**TEXT SEGMENT:**

______________________________

Likely Stockman Successor Has Deep Texas Roots

Babin and wife Roxanne celebrate. (Courtesy Tyler County Booster)

WOODVILLE, Texas — Brian Babin, the small-town dentist poised to take over Steve Stockman’s House seat in November, may be a political unknown in Washington — but don’t try peddling that line to folks here.

Everybody in the vast, mostly rural 36th in southeast Texas, it seems, knows “Doc Babin.”


Likely Stockman Successor Has Deep Texas Roots
During an interview with CQ Roll Call recently at a diner in his hometown, the 66-year-old Republican was greeted with hugs and handshakes from almost everyone in the lunch crowd, including a star-struck waitress who said she’s been a fan — “He’s great!” — of the longtime local dentist since she was a little girl.

Babin, dressed casually in jeans and a checked shirt, worked the room like he was the mayor (which, of course, is one of the many posts he’s held in this community of 2,586).

“After all these years, I feel like I know every Republican in five counties — and most Democrats, too, for that matter,” Babin said, grinning.

______________________________

**SUPPLIED RECORDS:**
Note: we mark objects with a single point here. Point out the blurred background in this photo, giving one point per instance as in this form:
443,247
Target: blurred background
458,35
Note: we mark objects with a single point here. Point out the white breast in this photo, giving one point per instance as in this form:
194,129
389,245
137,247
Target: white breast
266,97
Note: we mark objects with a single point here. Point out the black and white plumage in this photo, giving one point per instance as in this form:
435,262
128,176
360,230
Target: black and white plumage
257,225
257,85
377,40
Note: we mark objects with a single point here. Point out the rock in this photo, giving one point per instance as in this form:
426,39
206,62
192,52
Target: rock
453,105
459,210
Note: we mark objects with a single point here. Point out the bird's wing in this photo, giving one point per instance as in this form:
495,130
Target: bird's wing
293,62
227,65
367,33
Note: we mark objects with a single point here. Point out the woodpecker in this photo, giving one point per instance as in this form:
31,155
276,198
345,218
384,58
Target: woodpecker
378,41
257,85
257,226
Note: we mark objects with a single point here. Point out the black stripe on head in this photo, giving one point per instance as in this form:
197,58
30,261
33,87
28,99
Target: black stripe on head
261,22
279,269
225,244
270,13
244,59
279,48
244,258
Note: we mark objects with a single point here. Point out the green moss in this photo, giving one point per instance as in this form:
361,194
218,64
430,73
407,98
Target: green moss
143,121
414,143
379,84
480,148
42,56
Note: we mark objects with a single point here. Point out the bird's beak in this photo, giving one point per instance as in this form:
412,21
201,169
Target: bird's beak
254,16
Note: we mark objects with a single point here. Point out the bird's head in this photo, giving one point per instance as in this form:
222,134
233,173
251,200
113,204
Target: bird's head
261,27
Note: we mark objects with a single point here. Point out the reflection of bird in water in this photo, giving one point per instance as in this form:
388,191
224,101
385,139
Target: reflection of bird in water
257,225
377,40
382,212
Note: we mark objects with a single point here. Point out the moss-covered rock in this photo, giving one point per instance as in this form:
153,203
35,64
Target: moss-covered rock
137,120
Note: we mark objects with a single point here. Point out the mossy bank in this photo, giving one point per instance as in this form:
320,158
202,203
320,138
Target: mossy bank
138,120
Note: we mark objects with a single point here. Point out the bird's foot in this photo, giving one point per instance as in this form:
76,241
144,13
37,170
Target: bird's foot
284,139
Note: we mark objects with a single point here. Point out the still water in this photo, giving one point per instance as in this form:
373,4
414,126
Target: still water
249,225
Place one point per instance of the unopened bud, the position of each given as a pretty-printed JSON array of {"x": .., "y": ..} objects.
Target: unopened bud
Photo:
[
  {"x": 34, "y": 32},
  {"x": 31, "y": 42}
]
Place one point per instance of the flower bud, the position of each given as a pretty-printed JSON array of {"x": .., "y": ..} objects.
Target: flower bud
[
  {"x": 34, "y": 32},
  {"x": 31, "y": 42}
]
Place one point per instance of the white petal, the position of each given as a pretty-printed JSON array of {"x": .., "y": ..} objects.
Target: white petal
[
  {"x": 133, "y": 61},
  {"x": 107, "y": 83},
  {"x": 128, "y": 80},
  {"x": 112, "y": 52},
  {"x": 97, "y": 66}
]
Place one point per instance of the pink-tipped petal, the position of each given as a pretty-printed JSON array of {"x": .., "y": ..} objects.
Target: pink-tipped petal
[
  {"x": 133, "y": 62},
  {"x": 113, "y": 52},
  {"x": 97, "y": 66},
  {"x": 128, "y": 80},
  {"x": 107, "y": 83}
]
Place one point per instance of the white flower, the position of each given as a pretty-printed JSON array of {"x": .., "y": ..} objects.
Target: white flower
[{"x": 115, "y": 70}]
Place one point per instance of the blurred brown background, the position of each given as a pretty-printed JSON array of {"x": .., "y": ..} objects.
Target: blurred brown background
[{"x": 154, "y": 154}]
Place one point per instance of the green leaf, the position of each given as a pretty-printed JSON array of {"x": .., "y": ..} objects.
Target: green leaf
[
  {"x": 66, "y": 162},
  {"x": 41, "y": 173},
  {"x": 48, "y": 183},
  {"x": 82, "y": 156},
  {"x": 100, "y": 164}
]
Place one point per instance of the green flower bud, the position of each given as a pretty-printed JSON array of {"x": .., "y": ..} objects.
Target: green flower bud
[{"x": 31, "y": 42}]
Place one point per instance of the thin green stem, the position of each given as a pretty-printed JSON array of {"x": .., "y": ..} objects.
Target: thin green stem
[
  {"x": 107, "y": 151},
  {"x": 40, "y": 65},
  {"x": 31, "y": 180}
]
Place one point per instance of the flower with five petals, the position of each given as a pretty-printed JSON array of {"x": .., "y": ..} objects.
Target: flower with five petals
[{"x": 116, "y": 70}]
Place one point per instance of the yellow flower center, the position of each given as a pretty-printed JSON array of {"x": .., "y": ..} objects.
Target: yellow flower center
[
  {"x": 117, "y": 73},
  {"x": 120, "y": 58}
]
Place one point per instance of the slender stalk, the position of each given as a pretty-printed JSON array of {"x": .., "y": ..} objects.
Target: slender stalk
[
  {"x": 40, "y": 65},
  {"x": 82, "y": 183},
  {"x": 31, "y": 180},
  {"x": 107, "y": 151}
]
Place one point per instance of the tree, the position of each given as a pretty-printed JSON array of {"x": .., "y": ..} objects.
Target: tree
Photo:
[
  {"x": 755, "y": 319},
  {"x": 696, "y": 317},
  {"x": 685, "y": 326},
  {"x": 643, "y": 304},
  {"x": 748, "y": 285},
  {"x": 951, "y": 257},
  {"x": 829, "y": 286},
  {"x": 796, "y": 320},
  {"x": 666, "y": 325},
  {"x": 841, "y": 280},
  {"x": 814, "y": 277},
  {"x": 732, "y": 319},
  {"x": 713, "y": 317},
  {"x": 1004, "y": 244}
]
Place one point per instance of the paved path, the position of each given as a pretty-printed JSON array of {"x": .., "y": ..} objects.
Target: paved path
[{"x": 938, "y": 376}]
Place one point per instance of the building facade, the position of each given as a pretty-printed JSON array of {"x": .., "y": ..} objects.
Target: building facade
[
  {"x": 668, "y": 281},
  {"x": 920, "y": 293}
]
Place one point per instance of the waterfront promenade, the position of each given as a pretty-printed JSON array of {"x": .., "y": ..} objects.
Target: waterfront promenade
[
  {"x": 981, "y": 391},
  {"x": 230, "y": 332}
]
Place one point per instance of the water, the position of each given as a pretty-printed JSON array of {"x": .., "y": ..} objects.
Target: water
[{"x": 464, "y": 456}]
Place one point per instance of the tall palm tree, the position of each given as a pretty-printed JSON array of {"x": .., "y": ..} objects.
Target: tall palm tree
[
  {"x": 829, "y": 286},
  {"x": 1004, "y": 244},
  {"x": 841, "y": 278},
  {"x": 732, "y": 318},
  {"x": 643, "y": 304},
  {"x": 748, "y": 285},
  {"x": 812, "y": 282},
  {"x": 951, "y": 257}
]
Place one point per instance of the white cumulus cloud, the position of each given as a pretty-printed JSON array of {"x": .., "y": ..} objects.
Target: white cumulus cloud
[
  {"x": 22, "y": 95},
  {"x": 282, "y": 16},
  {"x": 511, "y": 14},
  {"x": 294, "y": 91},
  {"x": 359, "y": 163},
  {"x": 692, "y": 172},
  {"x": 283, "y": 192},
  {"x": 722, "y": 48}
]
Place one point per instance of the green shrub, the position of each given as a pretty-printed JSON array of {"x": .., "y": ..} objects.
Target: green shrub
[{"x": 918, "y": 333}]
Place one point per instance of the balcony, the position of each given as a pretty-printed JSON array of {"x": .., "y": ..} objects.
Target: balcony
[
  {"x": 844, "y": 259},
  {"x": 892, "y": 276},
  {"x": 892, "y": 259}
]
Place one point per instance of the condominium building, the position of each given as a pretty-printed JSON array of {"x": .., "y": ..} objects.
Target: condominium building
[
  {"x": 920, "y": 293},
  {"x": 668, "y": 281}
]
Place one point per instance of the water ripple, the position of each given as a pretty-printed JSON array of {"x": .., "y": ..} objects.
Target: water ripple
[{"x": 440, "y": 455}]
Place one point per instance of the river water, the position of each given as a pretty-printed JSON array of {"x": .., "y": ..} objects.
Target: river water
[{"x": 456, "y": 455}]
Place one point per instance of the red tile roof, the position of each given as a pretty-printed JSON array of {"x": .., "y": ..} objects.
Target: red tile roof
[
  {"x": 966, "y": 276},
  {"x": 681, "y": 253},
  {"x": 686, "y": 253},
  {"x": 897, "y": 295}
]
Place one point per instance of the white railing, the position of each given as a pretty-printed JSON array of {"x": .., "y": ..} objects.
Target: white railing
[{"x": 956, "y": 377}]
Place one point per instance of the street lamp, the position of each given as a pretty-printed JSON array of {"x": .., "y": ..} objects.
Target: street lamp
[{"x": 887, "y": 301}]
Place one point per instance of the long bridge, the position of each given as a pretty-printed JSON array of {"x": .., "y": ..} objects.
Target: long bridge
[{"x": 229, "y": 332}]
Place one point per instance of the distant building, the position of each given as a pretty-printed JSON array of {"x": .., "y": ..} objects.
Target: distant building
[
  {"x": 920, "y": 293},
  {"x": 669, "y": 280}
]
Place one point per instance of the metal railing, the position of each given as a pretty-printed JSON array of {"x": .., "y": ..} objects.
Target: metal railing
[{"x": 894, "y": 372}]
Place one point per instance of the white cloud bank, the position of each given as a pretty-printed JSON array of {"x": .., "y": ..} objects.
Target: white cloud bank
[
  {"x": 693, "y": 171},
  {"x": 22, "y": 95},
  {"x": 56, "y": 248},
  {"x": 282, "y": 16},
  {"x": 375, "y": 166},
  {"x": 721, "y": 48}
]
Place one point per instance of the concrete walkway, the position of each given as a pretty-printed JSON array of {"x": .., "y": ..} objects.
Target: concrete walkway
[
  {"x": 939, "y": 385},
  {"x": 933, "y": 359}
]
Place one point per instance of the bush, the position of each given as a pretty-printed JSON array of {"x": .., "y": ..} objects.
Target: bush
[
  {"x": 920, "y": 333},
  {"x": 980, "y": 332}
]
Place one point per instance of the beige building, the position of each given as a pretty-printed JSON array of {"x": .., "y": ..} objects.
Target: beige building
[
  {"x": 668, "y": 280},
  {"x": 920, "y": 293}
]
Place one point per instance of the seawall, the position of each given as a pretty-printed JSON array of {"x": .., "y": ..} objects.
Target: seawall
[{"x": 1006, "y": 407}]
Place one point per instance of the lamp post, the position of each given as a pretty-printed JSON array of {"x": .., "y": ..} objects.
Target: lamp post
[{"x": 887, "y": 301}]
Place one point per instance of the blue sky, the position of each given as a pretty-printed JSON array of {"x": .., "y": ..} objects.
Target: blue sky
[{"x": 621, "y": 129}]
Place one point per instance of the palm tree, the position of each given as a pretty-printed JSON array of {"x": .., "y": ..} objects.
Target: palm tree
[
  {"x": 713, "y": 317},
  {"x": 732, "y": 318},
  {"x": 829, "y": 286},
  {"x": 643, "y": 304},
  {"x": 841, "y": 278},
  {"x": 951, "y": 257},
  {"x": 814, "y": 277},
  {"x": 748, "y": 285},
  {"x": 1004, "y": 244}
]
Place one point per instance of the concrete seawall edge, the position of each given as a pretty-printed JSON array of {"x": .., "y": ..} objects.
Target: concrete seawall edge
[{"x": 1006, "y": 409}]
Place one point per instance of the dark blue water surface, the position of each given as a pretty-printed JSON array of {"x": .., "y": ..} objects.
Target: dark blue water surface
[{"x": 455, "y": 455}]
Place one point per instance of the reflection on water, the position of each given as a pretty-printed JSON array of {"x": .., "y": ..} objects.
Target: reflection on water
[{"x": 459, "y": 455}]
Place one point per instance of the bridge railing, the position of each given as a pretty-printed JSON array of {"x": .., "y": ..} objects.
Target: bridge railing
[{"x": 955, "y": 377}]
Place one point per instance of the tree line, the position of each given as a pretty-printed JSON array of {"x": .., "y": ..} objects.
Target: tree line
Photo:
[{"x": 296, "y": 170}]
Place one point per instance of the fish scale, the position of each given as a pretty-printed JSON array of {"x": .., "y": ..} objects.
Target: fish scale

______________________________

**EXERCISE SET:**
(A) In the article on Steve Stockman's likely successor, what is the population of Babin's hometown?
(B) Carry on the article about Brian Babin from the point where it stops.

**RESULTS BY TASK:**
(A) 2,586

(B)
Those connections, built up over decades — he’s also been a city councilman, a school board member, chamber of commerce director, state historical commission member and a representative on the area water authority — made him a formidable contender when Stockman announced last year he would forgo another term in the House to mount what turned out to be an ill-fated challenge to Sen. John Cornyn.

But it was Babin’s work since the 1980s helping to build the Texas Republican machine that pushed him over the top in a crowded GOP primary and the following runoff earlier this year.

In an overwhelmingly Republican district, Babin and Houston banker Ben Streusand emerged from a 12-candidate GOP scrum in March that included several other southeast Texas mayors, a retired Army colonel and Doug Centilli, former chief of staff for Texas Rep. Kevin Brady.

A few weeks later, Babin won the runoff, 58 percent to 42 percent, against Streusand.

Streusand doesn’t actually live in the district — a fact that hurt the tea party firebrand in a corner of the state with a history of sending colorful characters — Stockman, Jack Brooks, Charlie Wilson — to Washington.

In his campaign, Streusand called himself the “true conservative” in the race, and touted his tea party endorsements. Babin countered with his own tea party connections: He helped found and is a member of the local Tyler County Patriots.

But while tea party credentials are crucial in today’s Texas GOP, Babin’s victory in the May runoff was decades in the making: The small-town dentist’s roots in the party run as deep as they can get.

“You have to remember, when he first got here in the late ’70s, it wasn’t so easy to have a business and be a Republican,” said Jim Powers, editor of the Tyler County Booster. “These days, it’s hard to find a Democrat.”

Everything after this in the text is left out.